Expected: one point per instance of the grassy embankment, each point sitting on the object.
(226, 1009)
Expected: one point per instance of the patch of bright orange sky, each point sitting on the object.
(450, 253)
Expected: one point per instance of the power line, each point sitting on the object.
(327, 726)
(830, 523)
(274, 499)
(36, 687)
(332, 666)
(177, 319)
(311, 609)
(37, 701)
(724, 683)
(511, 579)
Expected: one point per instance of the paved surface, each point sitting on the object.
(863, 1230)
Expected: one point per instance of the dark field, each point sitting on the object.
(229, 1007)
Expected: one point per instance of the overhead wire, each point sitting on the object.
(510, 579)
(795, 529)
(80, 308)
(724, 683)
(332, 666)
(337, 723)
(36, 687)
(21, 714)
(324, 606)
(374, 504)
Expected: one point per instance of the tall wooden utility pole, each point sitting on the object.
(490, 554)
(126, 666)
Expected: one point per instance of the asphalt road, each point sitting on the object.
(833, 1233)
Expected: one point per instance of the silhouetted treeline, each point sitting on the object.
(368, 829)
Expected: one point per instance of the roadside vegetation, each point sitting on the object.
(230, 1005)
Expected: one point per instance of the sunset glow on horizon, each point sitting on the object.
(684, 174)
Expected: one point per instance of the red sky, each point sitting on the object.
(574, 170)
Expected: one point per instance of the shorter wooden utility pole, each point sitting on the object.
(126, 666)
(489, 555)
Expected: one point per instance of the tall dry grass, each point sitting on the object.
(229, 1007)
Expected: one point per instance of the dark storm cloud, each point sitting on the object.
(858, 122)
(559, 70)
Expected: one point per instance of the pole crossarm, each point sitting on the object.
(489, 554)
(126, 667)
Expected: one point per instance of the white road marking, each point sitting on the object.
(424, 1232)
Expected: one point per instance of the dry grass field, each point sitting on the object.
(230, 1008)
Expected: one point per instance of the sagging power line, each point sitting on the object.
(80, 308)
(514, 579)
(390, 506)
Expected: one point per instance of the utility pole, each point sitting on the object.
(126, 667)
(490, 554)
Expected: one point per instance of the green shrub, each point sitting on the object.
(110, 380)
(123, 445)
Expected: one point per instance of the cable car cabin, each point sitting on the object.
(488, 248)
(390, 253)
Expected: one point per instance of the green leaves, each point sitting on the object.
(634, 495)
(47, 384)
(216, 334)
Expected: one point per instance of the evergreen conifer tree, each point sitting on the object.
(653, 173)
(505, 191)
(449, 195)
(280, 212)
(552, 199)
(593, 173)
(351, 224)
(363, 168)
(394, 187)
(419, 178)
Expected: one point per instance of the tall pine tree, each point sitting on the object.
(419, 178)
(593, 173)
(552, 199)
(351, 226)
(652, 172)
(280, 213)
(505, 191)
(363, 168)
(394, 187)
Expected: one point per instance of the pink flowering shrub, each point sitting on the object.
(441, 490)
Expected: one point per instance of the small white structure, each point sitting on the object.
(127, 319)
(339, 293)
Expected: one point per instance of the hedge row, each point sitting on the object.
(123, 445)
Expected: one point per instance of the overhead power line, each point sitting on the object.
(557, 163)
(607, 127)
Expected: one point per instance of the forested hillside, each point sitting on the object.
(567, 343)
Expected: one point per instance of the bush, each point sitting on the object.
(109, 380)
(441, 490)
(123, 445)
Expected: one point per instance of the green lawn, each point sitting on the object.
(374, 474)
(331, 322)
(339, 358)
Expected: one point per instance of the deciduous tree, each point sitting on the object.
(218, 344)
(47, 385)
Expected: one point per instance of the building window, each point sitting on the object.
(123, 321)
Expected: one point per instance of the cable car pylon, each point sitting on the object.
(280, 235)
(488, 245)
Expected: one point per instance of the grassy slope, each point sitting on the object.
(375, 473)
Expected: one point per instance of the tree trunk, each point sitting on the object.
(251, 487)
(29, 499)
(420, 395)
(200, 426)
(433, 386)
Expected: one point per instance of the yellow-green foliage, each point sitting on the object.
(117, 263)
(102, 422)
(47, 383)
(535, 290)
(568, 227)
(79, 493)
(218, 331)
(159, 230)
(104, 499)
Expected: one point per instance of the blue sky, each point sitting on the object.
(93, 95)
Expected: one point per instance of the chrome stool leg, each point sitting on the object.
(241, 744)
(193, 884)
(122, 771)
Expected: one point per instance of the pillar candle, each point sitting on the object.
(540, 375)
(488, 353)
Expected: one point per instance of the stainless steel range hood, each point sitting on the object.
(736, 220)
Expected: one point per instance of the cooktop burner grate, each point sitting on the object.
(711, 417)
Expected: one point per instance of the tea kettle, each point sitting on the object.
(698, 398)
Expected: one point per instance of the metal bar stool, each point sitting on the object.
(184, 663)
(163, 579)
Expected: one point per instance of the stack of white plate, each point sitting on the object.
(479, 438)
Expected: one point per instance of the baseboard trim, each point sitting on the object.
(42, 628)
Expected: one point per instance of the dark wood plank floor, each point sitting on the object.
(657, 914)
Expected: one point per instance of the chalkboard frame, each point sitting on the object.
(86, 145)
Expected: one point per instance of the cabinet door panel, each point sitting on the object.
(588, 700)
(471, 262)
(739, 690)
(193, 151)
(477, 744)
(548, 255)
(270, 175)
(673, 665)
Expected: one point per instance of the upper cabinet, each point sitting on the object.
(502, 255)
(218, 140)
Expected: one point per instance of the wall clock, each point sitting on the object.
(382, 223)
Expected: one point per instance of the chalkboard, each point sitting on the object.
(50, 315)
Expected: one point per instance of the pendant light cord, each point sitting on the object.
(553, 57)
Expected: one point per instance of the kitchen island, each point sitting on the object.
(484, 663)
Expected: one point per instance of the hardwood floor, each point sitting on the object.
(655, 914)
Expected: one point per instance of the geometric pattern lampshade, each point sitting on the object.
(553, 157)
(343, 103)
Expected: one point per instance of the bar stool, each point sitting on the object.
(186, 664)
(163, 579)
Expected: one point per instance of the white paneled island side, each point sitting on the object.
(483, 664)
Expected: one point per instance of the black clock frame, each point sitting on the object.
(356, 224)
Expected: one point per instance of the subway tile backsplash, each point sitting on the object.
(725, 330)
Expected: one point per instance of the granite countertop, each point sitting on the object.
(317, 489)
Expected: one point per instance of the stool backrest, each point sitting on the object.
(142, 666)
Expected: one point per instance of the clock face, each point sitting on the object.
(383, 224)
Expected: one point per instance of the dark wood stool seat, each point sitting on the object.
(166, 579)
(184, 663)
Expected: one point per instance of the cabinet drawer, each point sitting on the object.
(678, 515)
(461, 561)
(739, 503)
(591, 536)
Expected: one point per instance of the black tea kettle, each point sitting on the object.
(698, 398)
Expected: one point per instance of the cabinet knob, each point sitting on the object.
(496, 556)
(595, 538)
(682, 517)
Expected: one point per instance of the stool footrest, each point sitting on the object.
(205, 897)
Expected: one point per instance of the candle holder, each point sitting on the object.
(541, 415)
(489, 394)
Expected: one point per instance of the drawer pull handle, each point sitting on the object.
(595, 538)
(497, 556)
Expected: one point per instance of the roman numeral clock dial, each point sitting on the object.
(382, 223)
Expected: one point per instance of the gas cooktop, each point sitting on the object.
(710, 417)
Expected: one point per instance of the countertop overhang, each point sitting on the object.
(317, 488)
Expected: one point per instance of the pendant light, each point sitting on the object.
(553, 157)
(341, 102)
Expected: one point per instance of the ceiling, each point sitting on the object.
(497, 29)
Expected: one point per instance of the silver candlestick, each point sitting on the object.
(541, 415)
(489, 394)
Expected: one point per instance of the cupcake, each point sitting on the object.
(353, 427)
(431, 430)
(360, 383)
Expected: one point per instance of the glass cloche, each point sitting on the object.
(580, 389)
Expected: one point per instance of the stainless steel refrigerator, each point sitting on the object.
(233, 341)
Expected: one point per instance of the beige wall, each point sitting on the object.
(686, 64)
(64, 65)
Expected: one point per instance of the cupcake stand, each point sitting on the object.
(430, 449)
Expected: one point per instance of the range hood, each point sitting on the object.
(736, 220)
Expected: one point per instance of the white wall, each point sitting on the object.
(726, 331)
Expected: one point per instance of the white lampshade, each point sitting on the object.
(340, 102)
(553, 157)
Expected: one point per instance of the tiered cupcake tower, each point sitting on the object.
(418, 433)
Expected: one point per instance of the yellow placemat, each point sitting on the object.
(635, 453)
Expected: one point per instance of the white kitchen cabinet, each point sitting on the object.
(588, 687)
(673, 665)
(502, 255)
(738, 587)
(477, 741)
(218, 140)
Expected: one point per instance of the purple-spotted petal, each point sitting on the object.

● ● ●

* _Directions for this task_
Copy, character for character, the lines from the line that holds "Expected: one point per instance of the cupcake stand, each" through the final line of the records above.

* _Task answer_
Expected: one point per instance of the cupcake stand, each point sitting on the object.
(430, 449)
Expected: one point per instance of the range hood, each point sitting on the object.
(736, 220)
Expected: one point per instance of the white wall, each point sitting on the object.
(726, 331)
Expected: one point per instance of the white lampshade, each point sitting on the object.
(340, 102)
(553, 157)
Expected: one point per instance of the tiered cupcake tower, each point sitting on the object.
(418, 433)
Expected: one point per instance of the yellow placemat, each point sitting on the object.
(635, 453)
Expected: one point per instance of the white kitchen cabinet, each point sitting on the object.
(588, 687)
(673, 665)
(502, 255)
(738, 587)
(477, 741)
(218, 140)
Expected: one point per instance of the purple-spotted petal, each point sitting on the object.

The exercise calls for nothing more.